Problem requirements:
Duplicate the lines starting at the one containing "Field-scouting request: tag every instance of the bare" and ending at the one containing "Target: dead tree branch", including both of those lines.

[BEGIN Task data]

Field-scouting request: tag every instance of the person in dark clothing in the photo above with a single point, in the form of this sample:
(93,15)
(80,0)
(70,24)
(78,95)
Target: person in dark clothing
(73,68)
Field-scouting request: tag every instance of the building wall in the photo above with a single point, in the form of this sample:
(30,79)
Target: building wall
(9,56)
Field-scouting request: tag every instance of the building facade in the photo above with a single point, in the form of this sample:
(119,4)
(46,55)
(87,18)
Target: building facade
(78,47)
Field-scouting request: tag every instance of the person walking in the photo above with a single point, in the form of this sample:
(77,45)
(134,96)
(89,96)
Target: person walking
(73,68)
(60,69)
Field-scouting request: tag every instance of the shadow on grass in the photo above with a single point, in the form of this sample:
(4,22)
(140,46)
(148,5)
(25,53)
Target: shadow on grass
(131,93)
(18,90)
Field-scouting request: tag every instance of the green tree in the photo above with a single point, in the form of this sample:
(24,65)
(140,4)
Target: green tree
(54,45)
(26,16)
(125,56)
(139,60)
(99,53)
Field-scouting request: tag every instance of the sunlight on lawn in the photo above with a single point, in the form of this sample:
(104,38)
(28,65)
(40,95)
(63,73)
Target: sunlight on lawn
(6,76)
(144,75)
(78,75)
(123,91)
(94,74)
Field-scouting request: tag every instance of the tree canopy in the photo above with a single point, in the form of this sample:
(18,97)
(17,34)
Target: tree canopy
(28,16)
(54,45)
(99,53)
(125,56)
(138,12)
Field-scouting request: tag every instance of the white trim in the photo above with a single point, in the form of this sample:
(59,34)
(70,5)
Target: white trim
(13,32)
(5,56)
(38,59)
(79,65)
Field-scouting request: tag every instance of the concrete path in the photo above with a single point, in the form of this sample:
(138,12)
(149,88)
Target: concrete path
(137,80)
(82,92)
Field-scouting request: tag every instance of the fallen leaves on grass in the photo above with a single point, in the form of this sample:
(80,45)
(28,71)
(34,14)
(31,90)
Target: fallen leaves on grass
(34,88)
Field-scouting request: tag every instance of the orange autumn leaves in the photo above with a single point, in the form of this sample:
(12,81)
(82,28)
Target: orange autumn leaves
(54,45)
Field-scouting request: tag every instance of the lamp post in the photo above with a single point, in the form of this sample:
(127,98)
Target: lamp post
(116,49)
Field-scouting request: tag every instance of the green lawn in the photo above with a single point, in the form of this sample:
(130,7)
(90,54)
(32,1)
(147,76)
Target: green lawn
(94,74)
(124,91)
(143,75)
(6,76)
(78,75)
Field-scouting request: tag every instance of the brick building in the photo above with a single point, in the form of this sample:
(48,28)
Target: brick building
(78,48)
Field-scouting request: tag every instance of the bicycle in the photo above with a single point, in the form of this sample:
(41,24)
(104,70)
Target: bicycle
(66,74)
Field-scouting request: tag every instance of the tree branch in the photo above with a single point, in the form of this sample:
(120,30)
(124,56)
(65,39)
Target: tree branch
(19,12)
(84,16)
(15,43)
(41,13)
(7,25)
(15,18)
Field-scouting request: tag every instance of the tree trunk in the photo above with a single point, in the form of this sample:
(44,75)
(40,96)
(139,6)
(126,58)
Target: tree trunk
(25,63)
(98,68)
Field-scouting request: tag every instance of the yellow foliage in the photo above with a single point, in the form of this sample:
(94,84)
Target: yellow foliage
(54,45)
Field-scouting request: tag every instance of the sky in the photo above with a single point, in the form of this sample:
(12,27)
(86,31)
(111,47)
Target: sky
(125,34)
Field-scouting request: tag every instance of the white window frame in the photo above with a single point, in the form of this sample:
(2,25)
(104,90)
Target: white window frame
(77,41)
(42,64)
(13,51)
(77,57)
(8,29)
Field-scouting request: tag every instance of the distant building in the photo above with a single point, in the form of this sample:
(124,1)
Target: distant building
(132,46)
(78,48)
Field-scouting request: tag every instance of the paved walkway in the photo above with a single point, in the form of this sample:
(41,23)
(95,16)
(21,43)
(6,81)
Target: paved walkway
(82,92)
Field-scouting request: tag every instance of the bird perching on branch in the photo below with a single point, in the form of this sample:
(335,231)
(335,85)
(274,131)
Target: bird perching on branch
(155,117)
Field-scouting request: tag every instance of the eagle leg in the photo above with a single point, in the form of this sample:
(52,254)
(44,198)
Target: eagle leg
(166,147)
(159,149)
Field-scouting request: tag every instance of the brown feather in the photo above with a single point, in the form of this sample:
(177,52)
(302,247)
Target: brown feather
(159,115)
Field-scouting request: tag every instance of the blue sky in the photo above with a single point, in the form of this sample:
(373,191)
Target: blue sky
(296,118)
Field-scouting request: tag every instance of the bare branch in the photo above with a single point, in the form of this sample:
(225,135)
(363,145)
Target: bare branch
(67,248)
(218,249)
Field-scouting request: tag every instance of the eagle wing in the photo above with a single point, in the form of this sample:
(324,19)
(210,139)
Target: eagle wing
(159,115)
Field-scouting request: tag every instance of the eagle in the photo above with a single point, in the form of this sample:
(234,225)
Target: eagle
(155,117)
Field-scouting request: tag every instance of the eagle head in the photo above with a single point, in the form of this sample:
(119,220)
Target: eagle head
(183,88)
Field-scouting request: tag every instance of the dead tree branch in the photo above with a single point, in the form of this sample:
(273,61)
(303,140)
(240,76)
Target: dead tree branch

[END Task data]
[BEGIN Task data]

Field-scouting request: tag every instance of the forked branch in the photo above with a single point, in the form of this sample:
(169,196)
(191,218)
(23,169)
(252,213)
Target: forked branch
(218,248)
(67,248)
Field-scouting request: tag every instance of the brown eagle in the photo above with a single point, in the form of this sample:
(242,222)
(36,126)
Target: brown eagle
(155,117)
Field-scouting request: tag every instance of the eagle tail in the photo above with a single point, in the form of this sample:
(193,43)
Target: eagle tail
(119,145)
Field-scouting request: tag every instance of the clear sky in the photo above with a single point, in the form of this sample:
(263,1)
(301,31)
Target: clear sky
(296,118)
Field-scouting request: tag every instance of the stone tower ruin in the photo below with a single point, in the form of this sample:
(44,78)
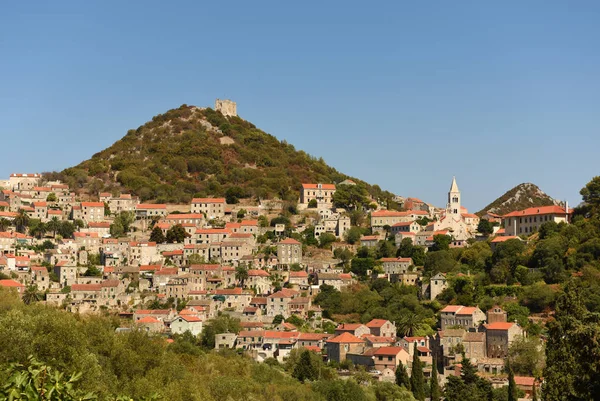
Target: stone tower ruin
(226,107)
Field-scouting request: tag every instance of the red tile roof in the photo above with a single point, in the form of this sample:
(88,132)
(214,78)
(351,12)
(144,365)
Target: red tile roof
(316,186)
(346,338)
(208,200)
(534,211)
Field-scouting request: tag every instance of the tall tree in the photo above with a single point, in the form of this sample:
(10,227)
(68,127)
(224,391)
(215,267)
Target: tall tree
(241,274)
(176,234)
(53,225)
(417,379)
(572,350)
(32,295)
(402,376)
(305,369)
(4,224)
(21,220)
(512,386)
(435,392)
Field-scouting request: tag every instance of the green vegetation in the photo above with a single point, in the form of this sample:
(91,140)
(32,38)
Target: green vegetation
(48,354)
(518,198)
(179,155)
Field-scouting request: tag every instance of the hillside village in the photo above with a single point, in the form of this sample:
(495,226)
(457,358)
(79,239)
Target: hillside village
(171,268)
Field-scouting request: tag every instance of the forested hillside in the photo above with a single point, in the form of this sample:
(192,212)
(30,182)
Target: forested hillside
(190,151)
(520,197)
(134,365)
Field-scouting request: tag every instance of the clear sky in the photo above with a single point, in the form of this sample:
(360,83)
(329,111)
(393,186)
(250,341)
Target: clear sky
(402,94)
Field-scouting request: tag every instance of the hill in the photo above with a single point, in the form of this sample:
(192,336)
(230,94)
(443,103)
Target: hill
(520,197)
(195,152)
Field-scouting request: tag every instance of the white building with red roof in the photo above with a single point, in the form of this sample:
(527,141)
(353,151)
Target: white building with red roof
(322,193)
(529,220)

[END Task data]
[BEGIN Task data]

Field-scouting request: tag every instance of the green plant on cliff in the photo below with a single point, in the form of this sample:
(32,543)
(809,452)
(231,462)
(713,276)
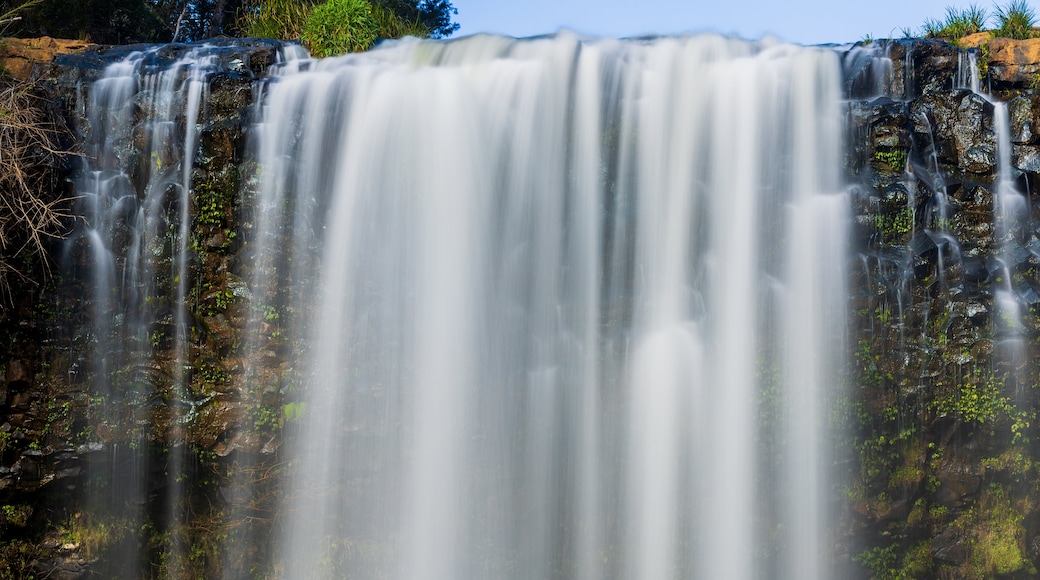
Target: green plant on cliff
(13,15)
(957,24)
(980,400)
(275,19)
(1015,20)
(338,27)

[END Task data]

Solution for this problem:
Field-scouting request: tag every instance of the bare branch in the photo above with a single point, in the form of this sample:
(225,135)
(363,145)
Target: bare branch
(67,248)
(218,249)
Field-scouting request: tag every instance of the eagle wing in the photo above with a single point, in the form of this sample:
(324,19)
(210,139)
Target: eagle wing
(159,115)
Field-scouting request: tag every instance of the eagle in the photo above with a single point, in the form of this sample:
(234,225)
Target: eagle
(155,117)
Field-scouting request: tag every instance of the eagle head in the photo above with a single point, in the form of this sample:
(119,220)
Target: eagle head
(183,88)
Field-scouting request: tag every instance of the dead tree branch in the photo above with a single point, in the form of this sample:
(273,61)
(303,140)
(240,76)
Target: dead tree branch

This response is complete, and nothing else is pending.